====== PROVIDED RECORDS

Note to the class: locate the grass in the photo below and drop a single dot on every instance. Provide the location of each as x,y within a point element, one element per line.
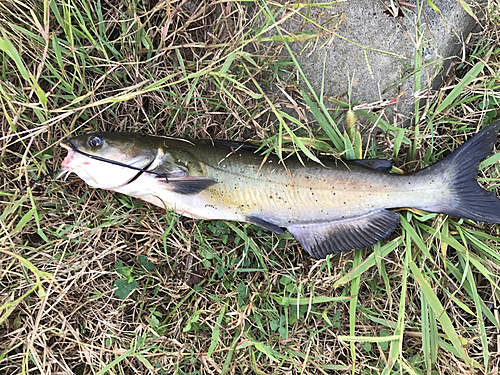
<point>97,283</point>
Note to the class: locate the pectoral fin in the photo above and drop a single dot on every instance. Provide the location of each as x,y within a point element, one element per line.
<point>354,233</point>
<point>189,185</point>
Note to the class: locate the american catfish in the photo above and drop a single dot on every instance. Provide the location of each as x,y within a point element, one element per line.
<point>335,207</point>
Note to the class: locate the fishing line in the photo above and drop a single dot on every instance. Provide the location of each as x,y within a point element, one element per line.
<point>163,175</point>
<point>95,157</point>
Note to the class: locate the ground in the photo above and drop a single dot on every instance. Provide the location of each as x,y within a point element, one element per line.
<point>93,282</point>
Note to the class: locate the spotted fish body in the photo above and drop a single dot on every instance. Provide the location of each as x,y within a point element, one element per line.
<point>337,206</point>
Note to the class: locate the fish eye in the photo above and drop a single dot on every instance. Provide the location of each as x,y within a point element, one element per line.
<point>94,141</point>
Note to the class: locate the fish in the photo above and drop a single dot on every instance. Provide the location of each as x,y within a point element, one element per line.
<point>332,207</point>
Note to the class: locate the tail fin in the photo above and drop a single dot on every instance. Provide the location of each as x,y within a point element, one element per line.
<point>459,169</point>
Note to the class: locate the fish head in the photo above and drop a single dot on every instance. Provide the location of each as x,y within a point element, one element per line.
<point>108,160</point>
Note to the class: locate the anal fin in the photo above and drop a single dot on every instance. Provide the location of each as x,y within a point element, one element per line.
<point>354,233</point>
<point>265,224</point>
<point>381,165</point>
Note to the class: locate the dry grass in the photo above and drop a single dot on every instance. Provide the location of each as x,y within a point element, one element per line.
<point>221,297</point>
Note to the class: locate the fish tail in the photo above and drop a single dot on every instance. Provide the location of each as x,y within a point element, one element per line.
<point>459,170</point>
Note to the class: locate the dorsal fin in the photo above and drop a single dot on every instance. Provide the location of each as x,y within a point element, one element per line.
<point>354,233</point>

============
====== PROVIDED RECORDS

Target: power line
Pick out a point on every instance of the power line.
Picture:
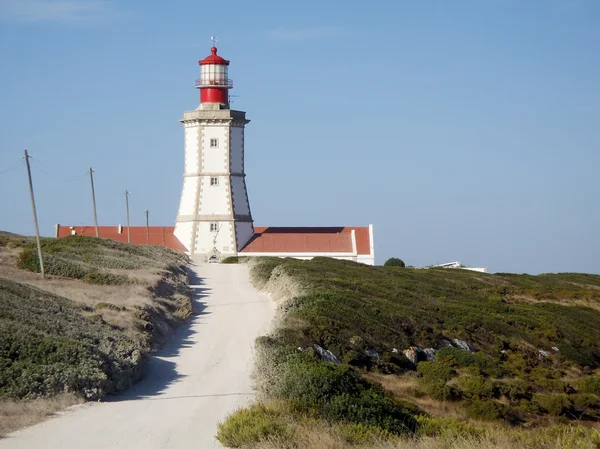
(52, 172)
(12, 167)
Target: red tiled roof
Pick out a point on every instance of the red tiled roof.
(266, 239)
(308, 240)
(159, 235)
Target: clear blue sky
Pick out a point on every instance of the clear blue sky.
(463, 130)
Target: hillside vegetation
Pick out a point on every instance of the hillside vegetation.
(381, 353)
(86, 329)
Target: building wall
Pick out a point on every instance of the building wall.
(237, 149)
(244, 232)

============

## EXERCISE
To answer, copy each line from the material above that has the word "Target".

## ANSWER TO THE PROBLEM
Target: power line
Target: red tiled roof
Target: clear blue sky
Target: hillside vegetation
Target: building wall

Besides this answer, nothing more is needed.